Verilen metin —
⟨

• Sonuç bulunamadı

Sağlık Harcamalarının Ekonomik Büyümeye Etkis

The Impact of Health Expenditures on Economic Growth in Health

3. Sağlık Harcamalarının Ekonomik Büyümeye Etkis

Beşerî sermaye teorisinde meydana gelen gelişmelerin, sağlığın ekonomik büyümeye olan etkilerinin araştırıldığı çalışmalara popülerlik kazandırdığı düşünülmektedir. İktisat yazınında sağlığın ekonomik büyüme üzerindeki olumlu etkilerinin ortaya konulduğu çok sayıda uygulamalı çalışma yapıldığı görülmektedir. Bu çalışmalardan çıkarılan sonuçlar, ülkeleri sağlık alanında daha fazla kaynak ayırmaya zorlamıştır (Çalışkan vd., 2013: 123). Sağlık, ekonomik büyümenin lokomotifi olup, yoksulluk ve eşitsizlik gibi sorunları azaltmada önemli görevler üstlenmektedir. Sağlık hizmetlerinin gelişimi için yapılan sağlık harcamaları, beşerî sermayeyi geliştirerek iktisadi büyümeye katkı yapmakta ve aynı zamanda ekonomik büyümenin gelişimi beşerî sermaye yatırımlarına taşıyarak zincirleme bir büyüme etkisi ortaya çıkardığı görülmektedir (Akıncı & Tuncer, 2016: 47).

İnsanların sağlık düzeyinin artması yönündeki faaliyetleri bireylerin yaşam sürelerini uzatmakta, beraberinde insanların yaşam kalitelerinin yükselmesine sebep olmaktadır. Yaşam süresinin uzaması neticesinde tasarruflar artmış, artan tasarruflar yatırımları artırarak ekonomik büyümeyi pozitif yönde etkilemiştir. Buna ilaveten sağlıklı insanların işlerini yerine getirirken işleriyle alakalı verimlilik artışı da ekonomik büyüme üzerinde pozitif yönde bir etki sağlamıştır (Şimşir vd., 2015: 43).

⟩

Veri içeriği —

⟨

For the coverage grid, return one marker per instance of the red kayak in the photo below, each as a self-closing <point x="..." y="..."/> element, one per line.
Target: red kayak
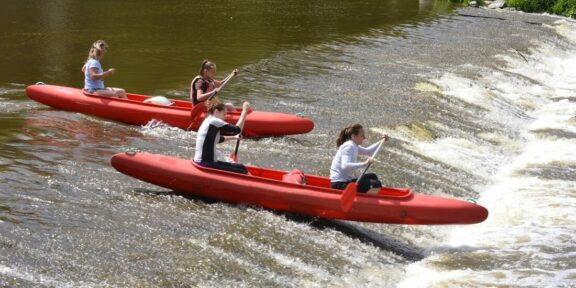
<point x="266" y="188"/>
<point x="134" y="111"/>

⟩

Verilen görev A —
Sağlık harcamaları metnine göre yaşam süresinin uzaması tasarrufları nasıl etkilemiştir?
Verilen görev B —
Sağlık harcamaları metninde "İnsanların sağlık düzeyinin" sözcüklerini içeren ifadeyle açılıp "vd., 2015: 43)." ile kapanan bölümü olduğu gibi tekrarlayın.

Eksiksiz yanıt A —
Yaşam süresinin uzaması sonucunda tasarruflar artmıştır.

Eksiksiz yanıt B —
İnsanların sağlık düzeyinin artması yönündeki faaliyetleri bireylerin yaşam sürelerini uzatmakta, beraberinde insanların yaşam kalitelerinin yükselmesine sebep olmaktadır. Yaşam süresinin uzaması neticesinde tasarruflar artmış, artan tasarruflar yatırımları artırarak ekonomik büyümeyi pozitif yönde etkilemiştir. Buna ilaveten sağlıklı insanların işlerini yerine getirirken işleriyle alakalı verimlilik artışı da ekonomik büyüme üzerinde pozitif yönde bir etki sağlamıştır (Şimşir vd., 2015: 43).